EXERCISE OBJECTIVE -
Print out the records that follow, exactly and completely.

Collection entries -
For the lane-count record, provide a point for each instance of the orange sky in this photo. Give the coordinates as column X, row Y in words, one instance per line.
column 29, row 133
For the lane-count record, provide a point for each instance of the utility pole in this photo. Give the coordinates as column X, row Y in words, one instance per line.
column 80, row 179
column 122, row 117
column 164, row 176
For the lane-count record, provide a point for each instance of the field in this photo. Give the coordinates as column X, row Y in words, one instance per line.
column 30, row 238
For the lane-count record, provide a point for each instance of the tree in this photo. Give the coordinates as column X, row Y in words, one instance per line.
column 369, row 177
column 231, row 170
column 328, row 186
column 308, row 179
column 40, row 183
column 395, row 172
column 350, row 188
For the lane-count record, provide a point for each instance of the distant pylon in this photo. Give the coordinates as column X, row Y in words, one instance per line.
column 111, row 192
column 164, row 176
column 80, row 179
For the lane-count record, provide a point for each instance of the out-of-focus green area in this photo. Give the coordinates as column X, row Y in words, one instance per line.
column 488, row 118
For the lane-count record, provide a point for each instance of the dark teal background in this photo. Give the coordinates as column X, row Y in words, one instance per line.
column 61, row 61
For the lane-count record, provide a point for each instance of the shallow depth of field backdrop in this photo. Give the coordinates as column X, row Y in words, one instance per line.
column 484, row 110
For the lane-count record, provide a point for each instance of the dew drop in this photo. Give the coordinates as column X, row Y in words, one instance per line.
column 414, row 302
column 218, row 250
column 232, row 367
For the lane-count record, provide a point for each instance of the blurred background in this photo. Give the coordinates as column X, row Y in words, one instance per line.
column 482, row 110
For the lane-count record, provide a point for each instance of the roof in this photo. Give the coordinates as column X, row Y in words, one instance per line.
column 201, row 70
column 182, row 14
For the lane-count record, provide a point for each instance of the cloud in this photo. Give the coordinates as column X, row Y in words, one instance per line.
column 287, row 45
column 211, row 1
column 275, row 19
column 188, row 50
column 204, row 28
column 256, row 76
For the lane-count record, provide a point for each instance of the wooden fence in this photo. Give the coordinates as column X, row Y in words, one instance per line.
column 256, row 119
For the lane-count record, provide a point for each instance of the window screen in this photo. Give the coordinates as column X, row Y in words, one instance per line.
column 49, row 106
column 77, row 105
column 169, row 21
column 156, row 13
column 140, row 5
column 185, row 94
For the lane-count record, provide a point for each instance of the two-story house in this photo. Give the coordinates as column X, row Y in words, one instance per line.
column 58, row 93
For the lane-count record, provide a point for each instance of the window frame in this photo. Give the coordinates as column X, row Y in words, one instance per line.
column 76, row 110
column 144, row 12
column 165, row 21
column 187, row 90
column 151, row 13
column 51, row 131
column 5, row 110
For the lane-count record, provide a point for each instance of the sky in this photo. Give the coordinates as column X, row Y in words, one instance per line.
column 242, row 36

ANSWER SECTION -
For the lane-count record, provide a point for each instance of the orange sky in this photo. Give the coordinates as column X, row Y in words, one instance per line.
column 29, row 133
For the lane-count record, provide a point for each instance of the utility pole in this photo. Give the coordinates as column X, row Y in words, one instance per line.
column 80, row 179
column 122, row 117
column 164, row 176
For the lane-count record, provide a point for each instance of the field in this photo. Give the coordinates as column X, row Y in words, one instance per line.
column 30, row 238
For the lane-count record, provide a point for each instance of the tree in this photo. Give the coordinates as column X, row Y in words, one instance per line.
column 369, row 177
column 231, row 170
column 328, row 186
column 308, row 179
column 40, row 183
column 395, row 172
column 350, row 188
For the lane-count record, provide a point for each instance of the distant pylon in this photo. Give the coordinates as column X, row Y in words, one instance per line.
column 111, row 192
column 164, row 176
column 80, row 179
For the lane-count record, provide a point for each instance of the out-of-focus green area in this photo. Give the coordinates as column X, row Y in words, one instance per line.
column 488, row 118
For the lane-count record, provide a point for each instance of the dark teal background in this photo. Give the coordinates as column X, row Y in words, one instance per line.
column 61, row 61
For the lane-count record, provide a point for each instance of the shallow depth of field backdrop in this photo. Give the coordinates as column X, row Y in words, one instance per line.
column 484, row 110
For the lane-count record, provide a point for each instance of the dew drop in this photo. Give the coordinates as column X, row Y in words, one instance per line.
column 414, row 302
column 218, row 250
column 232, row 367
For the lane-count record, provide a point for each instance of the blurred background in this photo. Give the coordinates as column X, row Y in words, one instance per line.
column 482, row 110
For the lane-count record, provide a point for each instance of the roof in this photo. Give the coordinates as column X, row Y in words, one instance per line.
column 201, row 70
column 182, row 14
For the lane-count record, provide a point for each instance of the cloud in this photo. Give the coordinates as column X, row Y in words, one instance per line.
column 287, row 45
column 211, row 1
column 275, row 19
column 188, row 50
column 204, row 28
column 256, row 76
For the lane-count record, provide a point for each instance of the wooden fence in this photo. Give the coordinates as column X, row Y in words, one instance per line.
column 256, row 119
For the lane-count record, provide a point for each instance of the window screen in this photo. Give the coordinates as column X, row Y in words, one instance per line.
column 49, row 106
column 77, row 105
column 169, row 21
column 156, row 13
column 140, row 5
column 185, row 94
For the lane-count record, provide a point for each instance of the two-story house in this photo. Give the coordinates as column X, row Y in words, one instance per line.
column 58, row 93
For the lane-count record, provide a point for each instance of the window frame in this photo. Give the coordinates as column X, row Y in words, one instance per line.
column 76, row 110
column 144, row 12
column 165, row 21
column 187, row 90
column 151, row 13
column 51, row 131
column 5, row 110
For the lane-count record, provide a point for each instance of the sky in this photo. Give the coordinates as column X, row Y in words, one instance per line.
column 242, row 36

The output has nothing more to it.